Cléber Reis (23/1): Wenn der Brachialbrasilianer mit den krummen Beinen ein bisschen besser mit dem Ball umgehen könnte, wäre er mehr als nur die zuverlässige Nummer drei in der Innenverteidigung.
Matthias Ostrzolek (32/0): Zwei Assists durch Flanken belegen, dass er tatsächlich flanken kann. Warum er es in Hamburg auch im zweiten Jahr so selten tat, bleibt sein persönliches Geheimnis.
DEFENSIVES MITTELFELD
Gideon Jung (19/0): Wie gut, dass er sich gegen eine Karriere bei der Polizei und für den Profifußball entschieden hat. Spielt schlicht und bescheiden. Jetzt muss er nur seine ständigen Rückenprobleme in den Griff bekommen.
Gojko Kacar (19/1): Nach sechs Jahren HSV bleibt aus seiner letzten Hamburger Saison bis auf seine regelmäßigen Treffen mit Rehatrainer Sebastian Capel nur wenig in Erinnerung.
Albin Ekdal (14/0): Sein nächtlicher Sturz in einen Disco-Glastisch war das schmerzhafte Ende einer völlig verunglückten Saison. Wenn er gesund war, was selten vorkam, erwies sich der 4,5-Millionen-Zugang als wertvolle Investition in die Zukunft. Bei der EM in Frankreich könnte der Schwede seinen Marktwert nun kräftig steigern.
Lewis Holtby (34/3): „Ich will Spaß, ich geb Gas“ wäre der Song für den Kabinen-DJ. Der hyperaktive, stets gut aufgelegte Dauerrenner war ein echter Dauerbrenner. Als einziger HSV-Profi machte er alle Spiele von Beginn an. In der Rückrunde hätte er sich aber nicht beschweren dürfen, wenn seine Platte auch mal eine Pause bekommen hätte.
Marcelo Díaz (11/0): Der Relegationsheld verabschiedete sich nach einer für ihn enttäuschenden Hinrunde zu Celta Vigo, behält aber für immer einen fesen Platz in der HSV-Historie.

—————

**Was zu tun ist**
1 - Prüfe anhand der HSV-Spielerbewertungen, ob die folgenden Aussagen zutreffen, und antworte jeweils mit Ja oder Nein samt den entscheidenden Worten des Auszugs. (a) Lewis Holtby stand als einziger HSV-Profi in allen Spielen in der Startelf. (b) Gojko Kacar spielte drei Jahre für den HSV. (c) Marcelo Díaz wechselte zu Celta Vigo.
2 - Wie heißt laut den HSV-Spielerbewertungen der Rehatrainer, mit dem sich Gojko Kacar regelmäßig traf?
3 - Schreibe die HSV-Spielerbewertungen im selben Stil weiter, beginnend nach dem Eintrag zu Marcelo Díaz.

—————

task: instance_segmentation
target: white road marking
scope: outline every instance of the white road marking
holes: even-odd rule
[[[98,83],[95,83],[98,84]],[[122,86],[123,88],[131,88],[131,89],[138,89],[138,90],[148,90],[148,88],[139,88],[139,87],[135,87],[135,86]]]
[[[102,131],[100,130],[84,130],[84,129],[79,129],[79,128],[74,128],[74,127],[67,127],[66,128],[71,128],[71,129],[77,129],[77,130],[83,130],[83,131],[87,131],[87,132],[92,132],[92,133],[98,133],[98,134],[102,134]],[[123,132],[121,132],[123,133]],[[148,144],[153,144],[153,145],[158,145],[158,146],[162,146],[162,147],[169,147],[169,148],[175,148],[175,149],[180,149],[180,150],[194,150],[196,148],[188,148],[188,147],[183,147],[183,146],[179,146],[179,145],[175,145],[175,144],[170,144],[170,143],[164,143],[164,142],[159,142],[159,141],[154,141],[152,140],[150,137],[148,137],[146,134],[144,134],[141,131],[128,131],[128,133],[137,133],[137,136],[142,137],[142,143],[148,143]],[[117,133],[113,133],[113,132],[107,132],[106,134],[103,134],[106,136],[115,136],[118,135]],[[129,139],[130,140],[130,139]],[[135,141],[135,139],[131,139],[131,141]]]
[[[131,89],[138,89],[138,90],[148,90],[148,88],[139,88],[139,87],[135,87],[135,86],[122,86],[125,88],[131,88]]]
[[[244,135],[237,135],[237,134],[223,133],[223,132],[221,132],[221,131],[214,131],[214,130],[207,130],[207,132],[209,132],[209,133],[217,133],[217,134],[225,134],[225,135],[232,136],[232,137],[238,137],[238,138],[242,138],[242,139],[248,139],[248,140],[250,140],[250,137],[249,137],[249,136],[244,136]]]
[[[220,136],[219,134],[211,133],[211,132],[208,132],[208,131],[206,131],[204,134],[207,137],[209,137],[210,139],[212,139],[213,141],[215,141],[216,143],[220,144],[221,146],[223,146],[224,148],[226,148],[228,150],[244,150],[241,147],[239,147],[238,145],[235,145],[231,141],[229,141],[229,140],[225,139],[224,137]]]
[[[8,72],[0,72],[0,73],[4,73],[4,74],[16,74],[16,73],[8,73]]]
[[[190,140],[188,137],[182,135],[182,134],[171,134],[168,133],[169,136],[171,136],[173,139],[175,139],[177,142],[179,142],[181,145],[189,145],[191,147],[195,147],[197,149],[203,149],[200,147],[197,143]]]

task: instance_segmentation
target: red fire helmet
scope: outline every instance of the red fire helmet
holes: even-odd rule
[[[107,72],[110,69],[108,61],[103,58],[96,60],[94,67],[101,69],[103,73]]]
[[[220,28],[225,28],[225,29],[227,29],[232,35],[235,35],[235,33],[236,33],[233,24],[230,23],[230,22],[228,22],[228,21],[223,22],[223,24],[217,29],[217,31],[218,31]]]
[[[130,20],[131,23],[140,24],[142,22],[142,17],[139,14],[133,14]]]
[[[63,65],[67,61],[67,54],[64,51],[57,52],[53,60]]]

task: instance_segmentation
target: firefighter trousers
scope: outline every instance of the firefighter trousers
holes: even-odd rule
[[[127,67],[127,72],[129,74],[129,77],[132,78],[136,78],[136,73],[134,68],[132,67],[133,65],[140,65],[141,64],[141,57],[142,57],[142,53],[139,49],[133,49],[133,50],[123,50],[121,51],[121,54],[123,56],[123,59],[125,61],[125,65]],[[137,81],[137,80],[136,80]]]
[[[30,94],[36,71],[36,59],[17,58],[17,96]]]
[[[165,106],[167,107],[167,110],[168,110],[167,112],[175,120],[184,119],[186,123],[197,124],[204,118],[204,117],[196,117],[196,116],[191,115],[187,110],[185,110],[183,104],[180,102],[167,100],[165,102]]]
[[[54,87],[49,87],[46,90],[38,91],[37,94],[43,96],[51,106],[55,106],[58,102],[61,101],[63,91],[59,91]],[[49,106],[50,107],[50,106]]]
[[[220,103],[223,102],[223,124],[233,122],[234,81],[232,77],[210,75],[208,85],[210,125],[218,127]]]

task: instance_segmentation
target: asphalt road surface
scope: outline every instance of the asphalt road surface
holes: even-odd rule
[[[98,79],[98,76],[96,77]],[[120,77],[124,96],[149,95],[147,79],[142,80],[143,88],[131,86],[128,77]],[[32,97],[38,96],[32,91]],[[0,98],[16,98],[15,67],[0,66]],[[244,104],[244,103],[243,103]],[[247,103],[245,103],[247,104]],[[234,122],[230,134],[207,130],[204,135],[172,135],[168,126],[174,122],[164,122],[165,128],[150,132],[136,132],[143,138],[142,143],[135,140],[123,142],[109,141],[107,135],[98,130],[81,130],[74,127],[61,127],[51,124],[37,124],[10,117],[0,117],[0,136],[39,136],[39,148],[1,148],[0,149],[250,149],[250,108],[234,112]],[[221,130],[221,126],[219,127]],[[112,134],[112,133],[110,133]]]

—————

**Endgültige Antworten**
1 -
(a) Ja: „Als einziger HSV-Profi machte er alle Spiele von Beginn an.“
(b) Nein: „Nach sechs Jahren HSV“
(c) Ja: „verabschiedete sich nach einer für ihn enttäuschenden Hinrunde zu Celta Vigo“

2 - Sebastian Capel.

3 -
Ahmet Arslan (1/0): Was gibt es Schöneres, als beim Derbysieg in Bremen sein Bundesligadebüt zu feiern? Es sollte die einzige Feier bei den Profis bleiben. Die Amateure rettete er im Alleingang.
OFFENSIVES MITTELFELD
Nicolai Müller (29/9): Obwohl in Hamburg laut Telefonbuch 999 Müllers leben, war es tatsächlich derselbe Müller, der eine Verwandlung vom Fehleinkauf zum Unverzichtbaren durchlebte. Mit neun Toren und fünf Vorlagen war der 28-Jährige der Garant dafür, dass der HSV nach dem 33. Spieltag in den Sommermodus umschalten konnte.
Zoltan Stieber (2/0): Viele fragten sich in der Hinrunde, warum Stieber keine Chance bekommt? Die Antwort gab der Ungar in der Rückrunde selbst, als er selbst in der Zweiten Liga als Leihgabe beim 1. FC Nürnberg keine Rolle spielte. Darf wohl dennoch mit zur EM.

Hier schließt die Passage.